» **Consigne**: Dans la discussion sur les émulateurs pour vieux jeux, quel logiciel gratuit Pascal 77 conseille-t-il pour Windows ?

# Cherche un émulateur pour jouer à vieux jeux



## drake94 (22 Juin 2020)

Salut !

Je tourne aujourd'hui sur Mac OS High Sierra et El Capitan, et je suis à la recherche d'émulateur (MAC et PC) pour rejouer à des jeux de ma jeunesse (MAC OS 9-X-Windows 98-XP) à partir de versions démat que j'ai trouvé sur Internet (Abandonware), mais je n'y connais rien. Pourriez vous m'aider ? Merci


----------



## Invité (22 Juin 2020)

Sur Mac, tu peux essayer SheepShaver.
Impossible de dire ce qui va tourner ou non…

Aucune idée pour Win, je ne pratique pas.

PS
Ton avatar que j'aimais bien, il y a longtemps, a pris un coup de vieux…


----------



## drake94 (22 Juin 2020)

Et nous donc..


Merci pour le conseil


----------



## gpbonneau (22 Juin 2020)

Le problème des vieux jeux, c'est que souvent ils prenaient des libertés avec l'accès au hardware pour gagner en performance.
Du coup avec les émulateurs ça marche pas toujours, faut essayer. Sur Mac, SheepShaver ça marche bien.

On trouve parfois des versions encapsulé dans un émulateur modifié pour que ça marche...
Regardes ici : https://www.abandonware-france.org
il y a pas mal de conseil avec des vieux jeux Mac et PC.

Et à la place de l'émulateur, un bon vieux PowerBook G3/G4 ;-)
Et un Dell avec XP sur la baie il y en a plein...


----------



## Pascal 77 (23 Juin 2020)

Pour Windows, il y a le virtualiseur gratuit Virtual Box d'Oracle. Il n'est pas tout à fait aussi optimisé que ses équivalents commerciaux, mais pour de vieux jeux, il convient très bien


----------



## eteen (27 Juin 2020)

Et pour les jeux en DOS, rien ne vaut mieux qu'une DOSBOX.


----------



## magicPDF (30 Juin 2020)

gpbonneau a dit:


> Et à la place de l'émulateur, un bon vieux PowerBook G3/G4 ;-)
> Et un Dell avec XP sur la baie il y en a plein...


+ + +


----------



## melaure (21 Juillet 2020)

Pascal 77 a dit:


> Pour Windows, il y a le virtualiseur gratuit Virtual Box d'Oracle. Il n'est pas tout à fait aussi optimisé que ses équivalents commerciaux, mais pour de vieux jeux, il convient très bien



Oui et avec un logiciel de virtualisation, tu peux même faire tourner de vieux dos. La ce sera vraiment vintage (ha l'Amstrad PC1512, premier PC que j'ai utilisé).


----------

» **Informations affichées**:
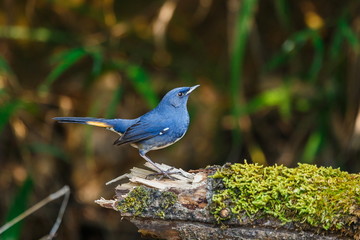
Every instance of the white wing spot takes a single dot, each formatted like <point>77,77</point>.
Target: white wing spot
<point>163,131</point>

» **Réponse attendue**: Virtual Box, le virtualiseur gratuit d'Oracle.